Copy the lines below word for word, beginning with the line that contains "Target — plant pot" and going on through the line that contains "column 224, row 63". Include both of those lines and nothing else.

## BEGIN INPUT MATERIAL

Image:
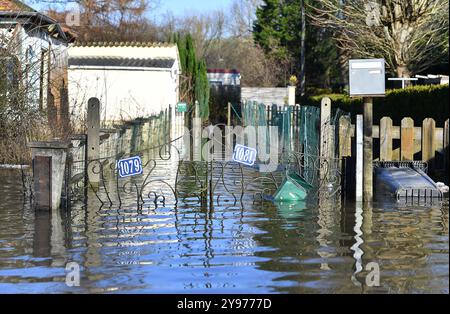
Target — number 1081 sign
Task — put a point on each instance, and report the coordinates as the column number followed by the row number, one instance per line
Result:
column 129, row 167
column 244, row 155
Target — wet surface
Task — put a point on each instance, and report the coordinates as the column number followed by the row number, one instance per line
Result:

## END INPUT MATERIAL
## BEGIN INPUT MATERIAL

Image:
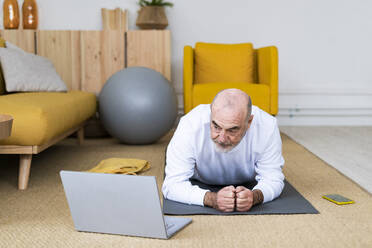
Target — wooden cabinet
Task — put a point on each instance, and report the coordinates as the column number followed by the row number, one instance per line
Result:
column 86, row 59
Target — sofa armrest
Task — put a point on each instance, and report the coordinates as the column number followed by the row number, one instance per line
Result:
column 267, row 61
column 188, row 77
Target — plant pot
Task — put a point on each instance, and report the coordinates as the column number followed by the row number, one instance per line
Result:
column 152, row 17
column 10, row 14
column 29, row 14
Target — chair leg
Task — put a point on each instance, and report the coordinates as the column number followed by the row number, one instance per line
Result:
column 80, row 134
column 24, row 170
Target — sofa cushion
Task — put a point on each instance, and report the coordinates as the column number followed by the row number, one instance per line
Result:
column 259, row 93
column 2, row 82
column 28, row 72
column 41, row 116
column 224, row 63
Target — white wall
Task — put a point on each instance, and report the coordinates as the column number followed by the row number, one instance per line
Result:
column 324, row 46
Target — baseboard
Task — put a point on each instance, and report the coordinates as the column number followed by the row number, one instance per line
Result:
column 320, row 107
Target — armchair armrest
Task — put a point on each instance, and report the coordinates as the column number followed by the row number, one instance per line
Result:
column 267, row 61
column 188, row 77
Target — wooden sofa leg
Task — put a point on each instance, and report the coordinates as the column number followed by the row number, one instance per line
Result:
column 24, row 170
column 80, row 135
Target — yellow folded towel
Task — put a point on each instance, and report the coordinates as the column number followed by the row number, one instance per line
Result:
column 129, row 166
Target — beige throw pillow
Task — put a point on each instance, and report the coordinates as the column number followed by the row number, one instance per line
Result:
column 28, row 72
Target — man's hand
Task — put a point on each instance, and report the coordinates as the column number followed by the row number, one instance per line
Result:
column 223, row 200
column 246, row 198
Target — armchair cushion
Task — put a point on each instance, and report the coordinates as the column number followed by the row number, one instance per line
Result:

## END INPUT MATERIAL

§ SOLUTION:
Target — plant pot
Task — put a point on each instance, and report the coordinates as the column number followed by the row number, one instance per line
Result:
column 152, row 17
column 10, row 14
column 29, row 14
Target — chair leg
Task — put a point on each instance, and report the coordinates as the column number followed by the row number, one instance per line
Result:
column 80, row 134
column 24, row 170
Target — sofa cushion
Task — put a point on each instance, and report the coordinates as the column number followed by the row number, one instance per line
Result:
column 259, row 93
column 2, row 82
column 28, row 72
column 41, row 116
column 224, row 63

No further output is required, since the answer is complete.